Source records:
--- Start ---

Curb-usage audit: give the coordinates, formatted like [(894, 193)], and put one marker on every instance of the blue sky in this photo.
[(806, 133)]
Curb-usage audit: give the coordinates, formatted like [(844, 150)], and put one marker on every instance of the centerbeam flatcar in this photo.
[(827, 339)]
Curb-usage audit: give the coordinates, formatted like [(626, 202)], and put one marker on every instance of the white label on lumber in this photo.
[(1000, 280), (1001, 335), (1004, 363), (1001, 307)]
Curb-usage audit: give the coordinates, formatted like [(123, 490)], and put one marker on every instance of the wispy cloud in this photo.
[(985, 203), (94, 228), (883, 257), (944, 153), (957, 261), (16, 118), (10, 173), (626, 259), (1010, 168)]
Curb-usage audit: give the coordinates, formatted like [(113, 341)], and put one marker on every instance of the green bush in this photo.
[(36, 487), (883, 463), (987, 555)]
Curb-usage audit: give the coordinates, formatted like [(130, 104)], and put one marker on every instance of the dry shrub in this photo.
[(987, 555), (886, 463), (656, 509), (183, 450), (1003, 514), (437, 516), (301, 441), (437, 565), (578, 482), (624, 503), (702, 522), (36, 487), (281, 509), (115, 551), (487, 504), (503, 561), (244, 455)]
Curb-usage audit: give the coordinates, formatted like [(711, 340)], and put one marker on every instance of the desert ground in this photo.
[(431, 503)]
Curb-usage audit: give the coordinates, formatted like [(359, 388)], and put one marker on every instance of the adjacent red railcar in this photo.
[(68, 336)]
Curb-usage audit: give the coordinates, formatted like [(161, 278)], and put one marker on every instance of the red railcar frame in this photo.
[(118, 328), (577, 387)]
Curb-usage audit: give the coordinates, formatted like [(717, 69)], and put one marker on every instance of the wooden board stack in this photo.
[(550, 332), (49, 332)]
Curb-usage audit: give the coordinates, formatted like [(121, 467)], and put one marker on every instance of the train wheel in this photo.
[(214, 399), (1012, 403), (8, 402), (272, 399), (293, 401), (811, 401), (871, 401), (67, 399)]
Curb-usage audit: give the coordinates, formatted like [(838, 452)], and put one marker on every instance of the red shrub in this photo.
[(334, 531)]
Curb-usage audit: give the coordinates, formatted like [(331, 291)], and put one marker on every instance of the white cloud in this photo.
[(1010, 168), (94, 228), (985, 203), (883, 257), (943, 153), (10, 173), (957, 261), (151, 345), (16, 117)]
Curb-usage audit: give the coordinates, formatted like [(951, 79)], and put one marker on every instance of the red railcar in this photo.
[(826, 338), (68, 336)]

--- End ---

WHAT TO WORK ON
Rewrite all the entries above, replacing "Curb-usage audit" with "Rail-yard survey" wherever it occurs and leaving every other part unchanged.

RESPONSE TO THE TASK
Rail-yard survey: give the coordinates, formatted like [(894, 193)], and put one marker on every instance of the blue sky in this photo.
[(806, 133)]
Rail-yard survey: give the coordinates, formatted like [(844, 150)], and put one marker on every instance of the centerbeam flatcar in this photo.
[(827, 339)]
Rail-yard survey: give the coordinates, formatted like [(626, 202)], and put one marker on every instance of the white label on lumber in this photo.
[(1000, 280), (1001, 335), (1004, 363), (1001, 307)]
Rail-yard survey: give the coordinates, formatted like [(123, 490)], and put one marker on every instance of the wispy cloud in this photo.
[(985, 203), (94, 228), (883, 257), (944, 153), (957, 261), (16, 118), (10, 173), (626, 259), (1010, 168)]
Rail-yard survey: give the coordinates, formatted like [(113, 341)], and put one marker on every instance of the green bush in this photo.
[(36, 487), (883, 463), (987, 555)]
Rail-yard survey: give the coordinates, formatted like [(130, 104)], and put one marker on every instance of the dry shrub in this photo.
[(987, 555), (886, 463), (656, 509), (183, 450), (1003, 514), (437, 516), (301, 441), (437, 565), (578, 482), (624, 503), (702, 522), (36, 487), (281, 509), (115, 551), (487, 504), (503, 561), (244, 455)]
Rail-yard survey: give the coordinates, formatted like [(711, 340)], and put one marker on every instance of the desert ground in this photo.
[(431, 503)]
Rail-yard survey: give the coordinates, formatted like [(359, 388)], and put one marker on every instance of the adjacent red railcar in this photo.
[(68, 336)]
Rail-yard survey: give the coordinates, formatted like [(161, 278)], and put one marker on every instance of the red railcar frame in this photo.
[(118, 328), (577, 387)]
Rail-yard survey: give the coordinates, formatted like [(717, 69)], and put one marker on every instance of the wooden board stack in this photo.
[(550, 332), (49, 332)]
Rail-yard survey: give the coordinates, formatted like [(121, 467)], and put one marker on every instance of the train wheel in this photo.
[(214, 399), (1012, 403), (8, 402), (272, 399), (293, 401), (811, 401), (871, 401), (67, 399)]
Rail-yard survey: give the coordinates, formatted like [(838, 452)], and put one marker on every instance of the red shrub in this photo.
[(334, 531)]
Rail-yard survey: give the coordinates, formatted like [(331, 291)], and put one marker on every instance of the white cloud in this photo.
[(1010, 168), (94, 228), (985, 203), (883, 257), (943, 153), (10, 173), (957, 261), (151, 345), (16, 117)]
Rail-yard survey: give the coordinates, formatted like [(951, 79)], and put one marker on every instance of the red railcar in this photo.
[(826, 338), (68, 336)]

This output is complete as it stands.